>> START Dataset
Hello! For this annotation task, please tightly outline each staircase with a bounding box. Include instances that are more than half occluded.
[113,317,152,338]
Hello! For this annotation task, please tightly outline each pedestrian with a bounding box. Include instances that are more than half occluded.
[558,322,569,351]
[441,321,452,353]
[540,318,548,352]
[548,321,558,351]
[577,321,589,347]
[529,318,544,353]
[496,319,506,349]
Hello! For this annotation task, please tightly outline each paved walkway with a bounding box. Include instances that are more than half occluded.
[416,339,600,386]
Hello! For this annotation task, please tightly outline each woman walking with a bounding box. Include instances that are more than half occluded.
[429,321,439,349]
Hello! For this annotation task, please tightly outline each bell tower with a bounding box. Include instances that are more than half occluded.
>> END Dataset
## Aim:
Recast the listing above as a numbered list, omitting any blank lines.

## Exercise answer:
1. Hello! For this annotation task, please tightly outline each staircase with a bounding box. Include instances that are more than half occluded.
2. [113,317,152,338]
3. Hello! For this annotation task, please tightly outline each pedestrian with a bounding box. Include instances that are more than half occluded.
4. [558,322,569,351]
5. [441,321,452,353]
6. [540,318,548,352]
7. [548,321,558,351]
8. [577,321,589,347]
9. [529,318,544,353]
10. [496,319,506,349]
11. Hello! For this annotation task, please tightly outline each paved walkway with a bounding box. Include instances that are more than half occluded.
12. [416,339,600,386]
13. Hello! For this annotation task, please tightly outline each woman walking with a bounding box. Include instances that are more than half occluded.
14. [429,321,439,349]
15. Hello! For this annotation task, please tightly outline each bell tower with a bounding box. Include instances that are more than half occluded.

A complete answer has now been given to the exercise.